■ Supplied text:
○ ○ ○ ○ ○ ○ ○

32 We conducted a preliminary field site visit in Baltimore, MD in February of 1998 to test our methods, but we did not use any of the data we collected in Baltimore, MD in the statistics in this report.
33 In NCIC, we checked the Interstate Identification Index and the Wanted Persons file for each case. For Hispanic dual last names, we reversed the order of the names and checked each name individually.

○ ○ ○ ○ ○ ○ ○

■ Exercise requirements:
For each statement below, say yes or no to whether it agrees with the footnotes on research methods, and quote the words that decide it.
1. Data collected in Baltimore, MD were used in the report's statistics.
2. The Wanted Persons file was checked for each case.
3. For Hispanic dual last names, only the first of the two names was checked.

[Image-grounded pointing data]
○ ○ ○ ○ ○ ○ ○

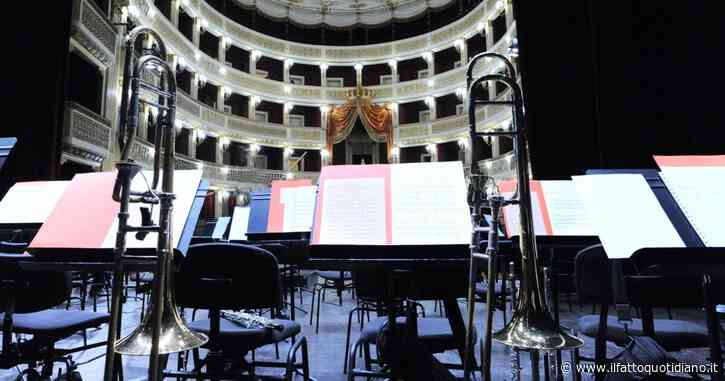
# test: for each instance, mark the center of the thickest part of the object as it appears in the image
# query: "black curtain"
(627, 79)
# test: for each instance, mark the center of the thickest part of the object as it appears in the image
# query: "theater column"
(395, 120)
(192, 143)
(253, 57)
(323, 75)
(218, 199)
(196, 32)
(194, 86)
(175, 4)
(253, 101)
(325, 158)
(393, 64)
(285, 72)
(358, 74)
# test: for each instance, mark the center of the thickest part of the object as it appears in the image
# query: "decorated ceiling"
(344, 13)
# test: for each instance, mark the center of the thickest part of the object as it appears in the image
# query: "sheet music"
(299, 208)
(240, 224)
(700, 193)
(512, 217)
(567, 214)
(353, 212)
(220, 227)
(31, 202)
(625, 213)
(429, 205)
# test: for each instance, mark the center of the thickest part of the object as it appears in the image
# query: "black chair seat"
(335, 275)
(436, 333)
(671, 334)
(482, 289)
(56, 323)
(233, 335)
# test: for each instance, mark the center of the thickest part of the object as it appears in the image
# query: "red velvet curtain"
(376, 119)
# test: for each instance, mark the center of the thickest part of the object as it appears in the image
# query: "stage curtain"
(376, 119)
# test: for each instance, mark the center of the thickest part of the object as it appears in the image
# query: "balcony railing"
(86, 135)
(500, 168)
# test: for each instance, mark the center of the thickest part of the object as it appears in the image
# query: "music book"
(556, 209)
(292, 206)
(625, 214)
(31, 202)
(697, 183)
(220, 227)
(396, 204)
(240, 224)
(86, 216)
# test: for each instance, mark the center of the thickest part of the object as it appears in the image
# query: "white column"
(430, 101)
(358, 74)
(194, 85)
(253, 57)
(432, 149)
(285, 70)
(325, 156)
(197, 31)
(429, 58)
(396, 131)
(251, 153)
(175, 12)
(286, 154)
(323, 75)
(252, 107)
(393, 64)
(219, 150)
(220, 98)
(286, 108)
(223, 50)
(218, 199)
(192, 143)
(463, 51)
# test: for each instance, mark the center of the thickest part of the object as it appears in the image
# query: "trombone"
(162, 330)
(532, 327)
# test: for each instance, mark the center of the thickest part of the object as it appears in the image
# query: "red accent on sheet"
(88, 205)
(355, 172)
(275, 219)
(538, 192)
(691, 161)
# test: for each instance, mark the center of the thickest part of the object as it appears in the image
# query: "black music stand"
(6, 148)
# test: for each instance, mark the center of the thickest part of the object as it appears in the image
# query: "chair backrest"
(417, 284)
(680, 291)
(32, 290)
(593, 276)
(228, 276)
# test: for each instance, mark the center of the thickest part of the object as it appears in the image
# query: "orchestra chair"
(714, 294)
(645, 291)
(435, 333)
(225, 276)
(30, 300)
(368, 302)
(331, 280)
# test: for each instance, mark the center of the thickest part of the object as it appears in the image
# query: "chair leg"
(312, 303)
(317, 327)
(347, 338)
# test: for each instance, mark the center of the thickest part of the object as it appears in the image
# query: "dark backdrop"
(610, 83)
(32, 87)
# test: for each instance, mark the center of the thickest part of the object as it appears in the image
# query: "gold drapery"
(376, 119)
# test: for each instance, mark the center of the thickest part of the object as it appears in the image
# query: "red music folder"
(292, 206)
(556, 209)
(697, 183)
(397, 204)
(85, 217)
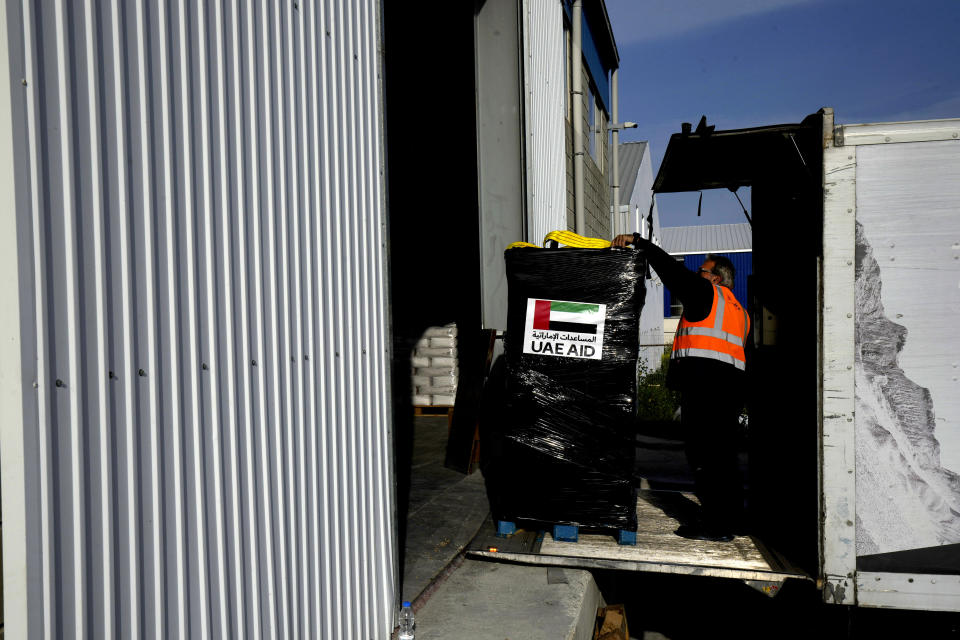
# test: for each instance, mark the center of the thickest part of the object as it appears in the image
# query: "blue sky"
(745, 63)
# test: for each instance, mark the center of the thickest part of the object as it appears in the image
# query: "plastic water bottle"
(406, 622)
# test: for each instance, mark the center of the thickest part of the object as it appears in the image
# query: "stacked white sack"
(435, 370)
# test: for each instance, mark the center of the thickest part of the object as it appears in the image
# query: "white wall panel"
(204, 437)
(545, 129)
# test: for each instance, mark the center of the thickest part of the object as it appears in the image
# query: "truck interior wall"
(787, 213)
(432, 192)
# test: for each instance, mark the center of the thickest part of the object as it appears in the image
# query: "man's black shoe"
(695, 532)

○ ○ ○ ○ ○ ○ ○

■ Result of this exercise:
1. No: "we did not use any of the data we collected in Baltimore, MD in the statistics in this report."
2. Yes: "we checked the Interstate Identification Index and the Wanted Persons file for each case."
3. No: "we reversed the order of the names and checked each name individually."